On the Great Flood (2021) Brad Jersak
ON THE GREAT FLOOD (2021)
In retrospect, documentaries may call it ‘the Great Submersion’ or ‘the Sumas Prairie Deluge.’ It has already been identified as the most costly natural disaster in Canadian history. I’m referring to the catastrophic flooding that we have experienced around my city (Abbotsford, BC) through the final week of November 2021. After high winds and a historic downpour across southern BC (our November monthly rainfall fell in under 48 hours), rising waters either submerged or shattered all the highways out of the port of Vancouver, cutting off supply chains to the interior.
Locally, the Nooksack River in Washington State overflowed and gushed north into Canada, then has spread east as far as Chilliwack, BC. The torrents knocked out major dikes and turned Sumas Prairie into a giant lake.

(Location labeling entries)
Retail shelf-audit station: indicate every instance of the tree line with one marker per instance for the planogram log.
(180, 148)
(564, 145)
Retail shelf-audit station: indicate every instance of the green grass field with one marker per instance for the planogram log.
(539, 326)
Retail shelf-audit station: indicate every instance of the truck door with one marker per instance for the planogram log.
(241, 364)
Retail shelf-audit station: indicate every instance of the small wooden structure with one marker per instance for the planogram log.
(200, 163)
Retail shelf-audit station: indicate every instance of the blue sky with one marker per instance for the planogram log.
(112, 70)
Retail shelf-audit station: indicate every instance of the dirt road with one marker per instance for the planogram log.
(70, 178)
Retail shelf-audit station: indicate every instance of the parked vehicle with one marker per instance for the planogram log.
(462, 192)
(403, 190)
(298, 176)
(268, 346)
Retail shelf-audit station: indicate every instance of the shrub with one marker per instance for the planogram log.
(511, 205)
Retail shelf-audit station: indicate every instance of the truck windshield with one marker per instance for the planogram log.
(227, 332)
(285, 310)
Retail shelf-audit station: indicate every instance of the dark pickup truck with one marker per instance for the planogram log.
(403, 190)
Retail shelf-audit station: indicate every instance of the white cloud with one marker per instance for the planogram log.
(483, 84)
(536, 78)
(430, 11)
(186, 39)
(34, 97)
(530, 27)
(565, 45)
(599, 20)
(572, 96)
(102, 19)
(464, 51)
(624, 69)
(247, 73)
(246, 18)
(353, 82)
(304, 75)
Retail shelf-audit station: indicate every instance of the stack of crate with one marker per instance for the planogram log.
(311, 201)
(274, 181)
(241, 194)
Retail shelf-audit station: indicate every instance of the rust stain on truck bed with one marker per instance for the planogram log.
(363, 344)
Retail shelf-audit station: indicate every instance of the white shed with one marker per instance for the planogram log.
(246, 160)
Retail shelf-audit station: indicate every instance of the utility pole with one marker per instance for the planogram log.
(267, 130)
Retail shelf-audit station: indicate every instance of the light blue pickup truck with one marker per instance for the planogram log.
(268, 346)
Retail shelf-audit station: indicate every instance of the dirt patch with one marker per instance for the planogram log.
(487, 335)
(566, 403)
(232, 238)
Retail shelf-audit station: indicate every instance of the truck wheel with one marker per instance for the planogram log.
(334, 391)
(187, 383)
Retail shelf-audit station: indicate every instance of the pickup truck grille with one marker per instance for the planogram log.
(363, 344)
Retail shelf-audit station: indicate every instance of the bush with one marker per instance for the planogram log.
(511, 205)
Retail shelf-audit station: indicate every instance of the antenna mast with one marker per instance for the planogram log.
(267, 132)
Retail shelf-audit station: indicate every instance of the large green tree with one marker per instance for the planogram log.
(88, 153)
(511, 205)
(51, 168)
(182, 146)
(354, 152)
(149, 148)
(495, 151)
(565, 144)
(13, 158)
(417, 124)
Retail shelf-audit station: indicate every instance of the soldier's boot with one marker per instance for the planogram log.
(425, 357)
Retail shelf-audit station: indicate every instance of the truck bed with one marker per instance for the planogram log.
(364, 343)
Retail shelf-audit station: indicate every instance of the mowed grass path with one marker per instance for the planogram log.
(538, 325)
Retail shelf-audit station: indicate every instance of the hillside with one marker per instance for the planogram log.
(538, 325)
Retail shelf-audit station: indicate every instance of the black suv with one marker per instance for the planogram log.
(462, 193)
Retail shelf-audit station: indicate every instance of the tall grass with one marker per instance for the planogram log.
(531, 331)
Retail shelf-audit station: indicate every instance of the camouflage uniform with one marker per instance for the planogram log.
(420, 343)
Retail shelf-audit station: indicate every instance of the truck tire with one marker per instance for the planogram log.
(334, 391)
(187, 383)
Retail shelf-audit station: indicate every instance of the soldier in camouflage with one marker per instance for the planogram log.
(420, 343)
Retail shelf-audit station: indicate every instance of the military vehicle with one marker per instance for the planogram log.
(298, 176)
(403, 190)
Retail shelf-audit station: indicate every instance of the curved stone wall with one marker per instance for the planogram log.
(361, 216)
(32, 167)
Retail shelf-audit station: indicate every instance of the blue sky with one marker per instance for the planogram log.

TASK 1:
Please rewrite the stretch of the entries from the line containing "of the camouflage" through the end of the entries as a JSON list of strings, one string per line, with blank lines left out.
TASK 2:
Extend the account of the 2021 flooding around Abbotsford, picking up after its last sentence.

OUTPUT 1:
[
  "Retail shelf-audit station: indicate every instance of the camouflage uniform with one marker per instance for the planogram log.",
  "(420, 343)",
  "Retail shelf-audit station: indicate every instance of the truck tire with one marker per instance for the planogram log.",
  "(334, 391)",
  "(187, 383)",
  "Retail shelf-audit station: indicate every instance of the soldier in camouflage with one marker per instance for the planogram log.",
  "(420, 343)",
  "Retail shelf-audit station: indicate every instance of the military vehicle with one marker per instance for the planogram log.",
  "(298, 176)",
  "(403, 190)",
  "Retail shelf-audit station: indicate every instance of the curved stone wall with one marker per instance for the planogram log.",
  "(361, 216)",
  "(32, 167)",
  "Retail shelf-audit station: indicate every instance of the blue sky with one marker per instance for the planogram log."
]

OUTPUT 2:
I’m writing from my home, grateful that my house is dry, our power is on, and our cupboards are full. We live just a few blocks up the hill from the huge evacuation zone and were personally spared. But we’re wringing our hands and grieving with friends and family whose homes, barns, and farms have been overwhelmed and damaged, now only accessible by boat. So I wanted to post this blog for the sake of those who’ve been worrying, praying and asking about us. We’re okay. Others are not.
A FEW WORDS ABOUT NATURAL DISASTERS
Natural disasters are not 100% natural
When you hear about a natural disaster, there’s often more to the story—a human angle worth examining. For example, until a century ago, Sumas Prairie had been Sumas Lake, formed by receding glaciers about 8000 years ago. The Sema:th peoples settled around the lake as early as 400 BC, and a large community still lived there in the 1840s. The tribe lived in a symbiotic relationship with the environment, adjusting to its constantly shifting shoreline, and harvesting a wide range of fish and wildlife by net fishing and traps.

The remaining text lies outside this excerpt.